WHAT YOU NEED TO DO: In the passage below on the Ukraine crisis, please reproduce the section starting at "A political crisis" and ending at "NATO military alliance.", changing "imperialist" to "Western".

A political crisis over the future of Ukraine has exploded in the past three months. Its catalyst has been the longstanding efforts of the big imperialist countries to assert economic and military domination over the republics of the former Soviet Union and to weaken and marginalize rival Russia. In today’s Ukraine, this takes the form of collaboration with a compliant local elite to impose capitalist austerity and bring the country under the military umbrella of the NATO military alliance.

But the project has always faced profound resistance from the Ukrainian people and this has become especially sharp in the east of the country, prompted by the fall of an unpopular government in Kyiv at the end of February. A working class and popular revolution in the east is deepening and it is sparking the biggest political and military showdown in Europe since Yugoslavia during the 1990s.

SOURCE EXCERPT:
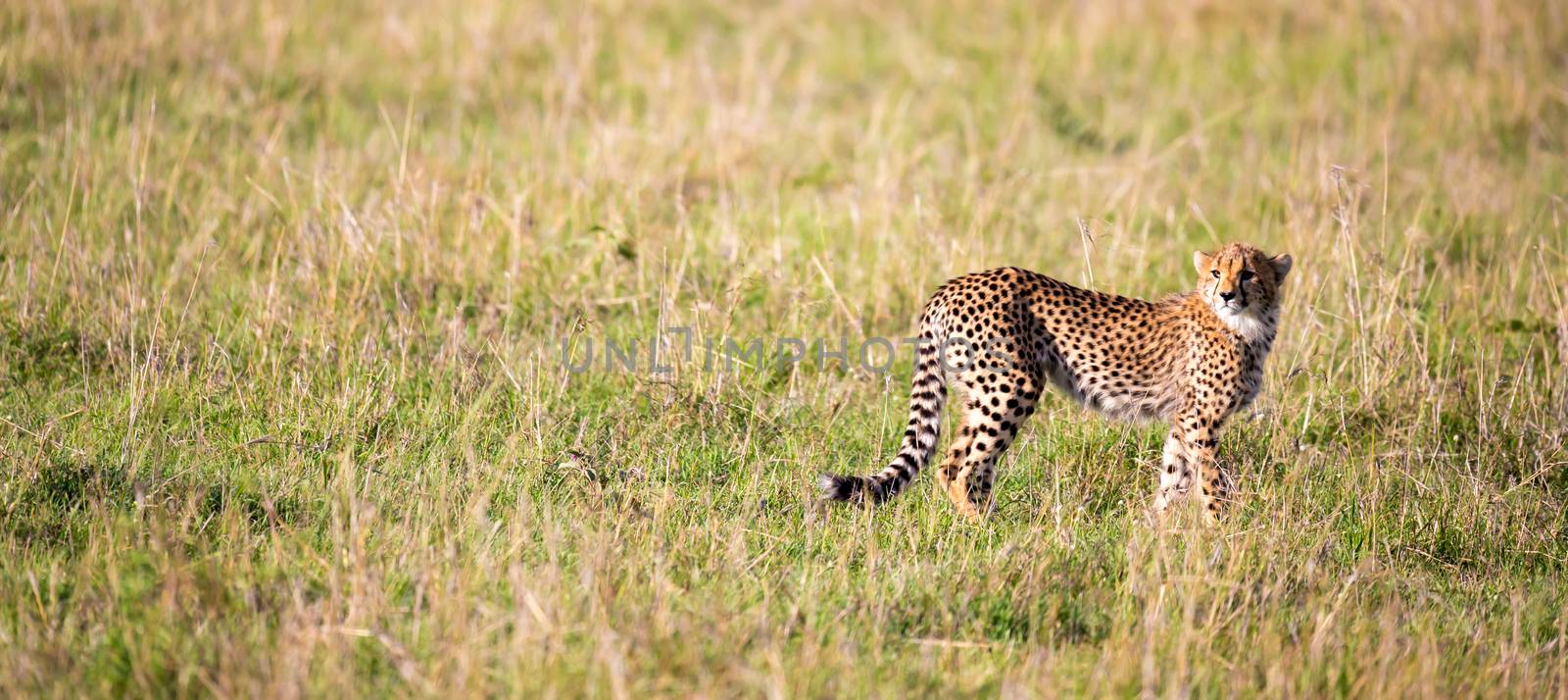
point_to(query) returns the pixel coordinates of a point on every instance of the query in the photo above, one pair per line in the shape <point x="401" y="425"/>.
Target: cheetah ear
<point x="1282" y="264"/>
<point x="1201" y="261"/>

TASK RESULT:
A political crisis over the future of Ukraine has exploded in the past three months. Its catalyst has been the longstanding efforts of the big Western countries to assert economic and military domination over the republics of the former Soviet Union and to weaken and marginalize rival Russia. In today’s Ukraine, this takes the form of collaboration with a compliant local elite to impose capitalist austerity and bring the country under the military umbrella of the NATO military alliance.